— Lista de tareas —
1) Responda a estas preguntas sobre el extracto acerca de Siria:
(a) ¿Qué fecha encabeza el extracto?
(b) ¿Cuál era la primera intención de Obama?
(c) ¿Qué establecería Obama en el empleo del arsenal químico?
2) Enumere todas las condiciones desde las que, según el extracto acerca de Siria, Obama ha hecho proclamas solemnes.

— Extracto de la página —
◆ ◆ ◆

2 de Septiembre de 2013
Haya o no ataque militar contra
el régimen sirio, sea ‘limitado y medido’ o no, está claro que no tendrá
motivaciones morales ni soporte legal. Aunque lo digan los dirigentes mundiales
que lo apoyan, y en particular el más poderoso de ellos: el presidente de EE.UU.
Obama se encuentra incómodamente atrapado en sus propias palabras, promesas y
declaraciones. Desde que era senador, luego como candidato a la Casa Blanca, y
ahora ya como Presidente, a realizar proclamas solemnes sobre los criterios éticos
y políticos que deben informar la tarea de gobernar, de liderar.
EL DILEMA DE OBAMA
La primera intención de Obama era
atacar sin más dilaciones. Se trataba de una cuestión de prestigio. Hace sólo
unos meses, cuando el líder sirio se creía amenazado por el avance rebelde y
parecía verosímil que utilizara su temible arsenal químico para obligar a
retroceder a sus enemigos, Obama creyó oportuno establecer en el empleo de ese arsenal
una “línea roja” que, de traspasarse, desencadenaría una respuesta militar
norteamericana.
Rebasada ahora la “línea roja”,
aunque el resultado de las investigaciones de los expertos de la ONU tardará en
conocerse plenamente, el presidente no tiene más remedio que “hacer algo”, o su
credibilidad quedaría por los suelos, sobre todo cuando son sus propios
colaboradores quienes han dicho que las evidencias son palmarias.

◆ ◆ ◆

Registros de una colección de datos
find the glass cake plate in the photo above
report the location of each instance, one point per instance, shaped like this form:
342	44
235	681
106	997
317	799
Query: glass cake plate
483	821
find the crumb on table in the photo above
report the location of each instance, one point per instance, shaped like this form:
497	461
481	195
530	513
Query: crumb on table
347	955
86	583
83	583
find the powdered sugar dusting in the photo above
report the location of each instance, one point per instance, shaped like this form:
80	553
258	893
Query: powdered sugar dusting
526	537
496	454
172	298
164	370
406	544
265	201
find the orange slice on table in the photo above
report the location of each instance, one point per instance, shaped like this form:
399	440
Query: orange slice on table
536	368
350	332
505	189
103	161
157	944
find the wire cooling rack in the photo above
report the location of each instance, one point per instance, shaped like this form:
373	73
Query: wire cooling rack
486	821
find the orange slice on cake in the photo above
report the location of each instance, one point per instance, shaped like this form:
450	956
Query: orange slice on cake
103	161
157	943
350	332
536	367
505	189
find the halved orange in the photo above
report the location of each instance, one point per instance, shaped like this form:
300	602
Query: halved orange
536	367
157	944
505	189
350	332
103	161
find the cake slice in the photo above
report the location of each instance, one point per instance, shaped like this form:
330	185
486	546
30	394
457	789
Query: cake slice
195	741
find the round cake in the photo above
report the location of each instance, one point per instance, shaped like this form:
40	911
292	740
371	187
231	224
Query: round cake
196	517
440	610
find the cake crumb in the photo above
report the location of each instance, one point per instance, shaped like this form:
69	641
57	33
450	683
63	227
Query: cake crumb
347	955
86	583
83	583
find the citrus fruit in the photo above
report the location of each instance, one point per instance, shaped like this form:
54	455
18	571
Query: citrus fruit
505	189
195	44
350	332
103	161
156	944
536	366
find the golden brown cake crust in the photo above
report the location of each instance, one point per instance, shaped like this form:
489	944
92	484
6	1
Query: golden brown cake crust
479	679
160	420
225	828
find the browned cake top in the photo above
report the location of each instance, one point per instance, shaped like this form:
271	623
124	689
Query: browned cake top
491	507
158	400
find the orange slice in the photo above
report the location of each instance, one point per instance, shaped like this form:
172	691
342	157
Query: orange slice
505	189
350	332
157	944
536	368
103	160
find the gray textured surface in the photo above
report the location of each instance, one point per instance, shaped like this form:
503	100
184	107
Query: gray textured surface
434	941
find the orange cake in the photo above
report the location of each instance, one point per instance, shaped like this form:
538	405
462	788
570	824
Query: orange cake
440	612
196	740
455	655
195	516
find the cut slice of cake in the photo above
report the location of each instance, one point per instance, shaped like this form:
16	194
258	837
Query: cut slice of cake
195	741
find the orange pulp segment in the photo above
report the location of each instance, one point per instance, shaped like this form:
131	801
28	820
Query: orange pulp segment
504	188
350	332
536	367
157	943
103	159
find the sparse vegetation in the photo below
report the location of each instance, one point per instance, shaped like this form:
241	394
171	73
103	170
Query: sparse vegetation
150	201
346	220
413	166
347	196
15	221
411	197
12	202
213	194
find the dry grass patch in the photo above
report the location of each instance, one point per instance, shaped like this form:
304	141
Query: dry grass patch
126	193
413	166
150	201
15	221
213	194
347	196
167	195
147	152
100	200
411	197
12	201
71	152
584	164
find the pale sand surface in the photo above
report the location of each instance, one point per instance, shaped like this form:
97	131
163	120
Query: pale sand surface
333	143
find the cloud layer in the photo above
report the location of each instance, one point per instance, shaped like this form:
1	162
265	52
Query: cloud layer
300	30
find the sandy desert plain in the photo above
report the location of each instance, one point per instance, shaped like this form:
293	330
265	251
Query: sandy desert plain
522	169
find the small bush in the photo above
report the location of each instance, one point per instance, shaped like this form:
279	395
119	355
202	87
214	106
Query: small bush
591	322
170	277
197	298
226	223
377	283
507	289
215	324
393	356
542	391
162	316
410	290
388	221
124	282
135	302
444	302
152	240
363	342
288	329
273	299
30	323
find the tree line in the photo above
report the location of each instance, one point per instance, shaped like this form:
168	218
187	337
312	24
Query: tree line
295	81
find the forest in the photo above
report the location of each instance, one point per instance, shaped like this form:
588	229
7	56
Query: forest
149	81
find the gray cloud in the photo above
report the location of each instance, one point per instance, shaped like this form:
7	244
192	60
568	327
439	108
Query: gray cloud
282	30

◆ ◆ ◆

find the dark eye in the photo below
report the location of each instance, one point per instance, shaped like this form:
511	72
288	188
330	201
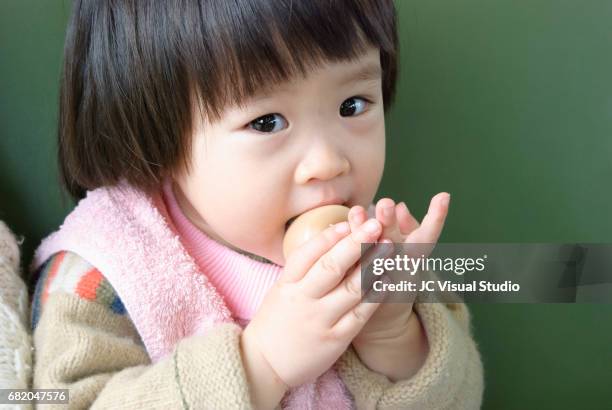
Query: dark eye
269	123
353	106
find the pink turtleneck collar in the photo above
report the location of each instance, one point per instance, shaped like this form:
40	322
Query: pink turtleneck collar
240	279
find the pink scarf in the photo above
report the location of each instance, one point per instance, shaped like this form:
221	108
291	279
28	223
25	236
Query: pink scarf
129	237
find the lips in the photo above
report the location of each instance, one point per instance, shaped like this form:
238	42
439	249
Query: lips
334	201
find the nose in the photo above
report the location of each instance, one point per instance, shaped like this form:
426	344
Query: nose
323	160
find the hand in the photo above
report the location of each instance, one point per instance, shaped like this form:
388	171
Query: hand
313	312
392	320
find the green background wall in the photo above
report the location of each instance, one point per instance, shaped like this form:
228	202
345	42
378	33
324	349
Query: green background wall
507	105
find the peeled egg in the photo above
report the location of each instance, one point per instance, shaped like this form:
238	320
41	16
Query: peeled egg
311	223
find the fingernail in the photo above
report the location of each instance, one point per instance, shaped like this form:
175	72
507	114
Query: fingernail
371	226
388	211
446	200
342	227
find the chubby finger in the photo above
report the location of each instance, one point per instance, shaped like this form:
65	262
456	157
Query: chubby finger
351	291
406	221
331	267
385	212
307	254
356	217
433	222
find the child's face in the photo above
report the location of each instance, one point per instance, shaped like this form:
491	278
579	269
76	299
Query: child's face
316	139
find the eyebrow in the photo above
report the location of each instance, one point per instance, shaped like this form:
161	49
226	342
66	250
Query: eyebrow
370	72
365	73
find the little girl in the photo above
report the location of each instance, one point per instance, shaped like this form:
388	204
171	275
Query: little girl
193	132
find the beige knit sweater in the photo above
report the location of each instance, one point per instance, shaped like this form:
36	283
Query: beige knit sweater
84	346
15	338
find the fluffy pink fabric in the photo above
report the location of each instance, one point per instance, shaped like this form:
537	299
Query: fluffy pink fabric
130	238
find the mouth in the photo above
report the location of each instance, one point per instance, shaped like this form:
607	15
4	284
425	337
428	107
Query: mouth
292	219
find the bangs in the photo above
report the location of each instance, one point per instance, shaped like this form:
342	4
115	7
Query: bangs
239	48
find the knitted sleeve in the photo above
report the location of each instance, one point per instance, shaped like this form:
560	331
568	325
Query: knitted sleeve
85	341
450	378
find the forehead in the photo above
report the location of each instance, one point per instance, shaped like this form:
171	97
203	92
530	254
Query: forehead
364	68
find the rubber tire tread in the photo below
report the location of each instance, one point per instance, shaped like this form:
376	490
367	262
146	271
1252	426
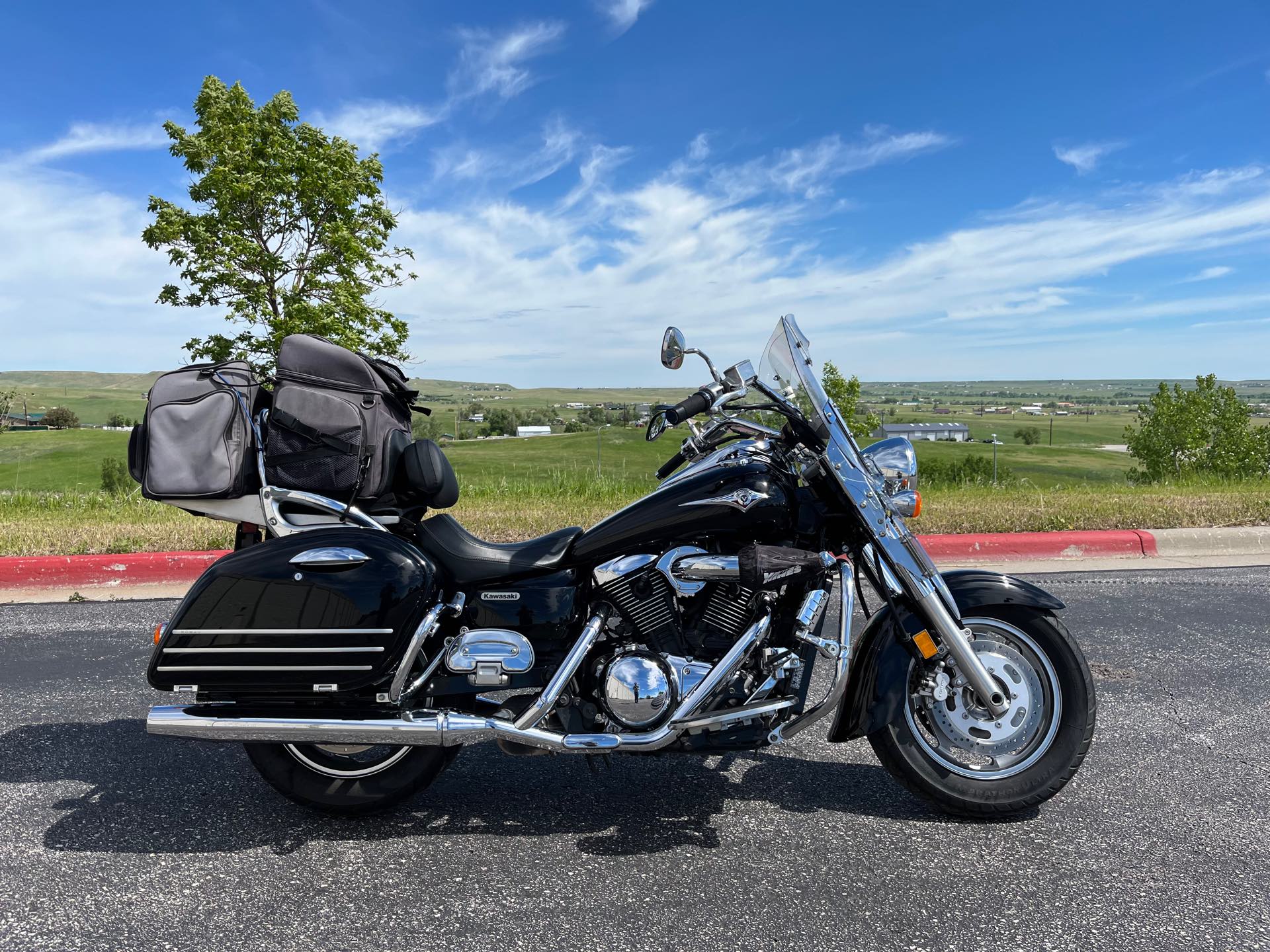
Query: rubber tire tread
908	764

◆ ◆ ◆

— Tareas resueltas —
1)
(a) 2 de septiembre de 2013.
(b) Atacar sin más dilaciones.
(c) Una "línea roja" que, de traspasarse, desencadenaría una respuesta militar norteamericana.

2)
- Senador
- Candidato a la Casa Blanca
- Presidente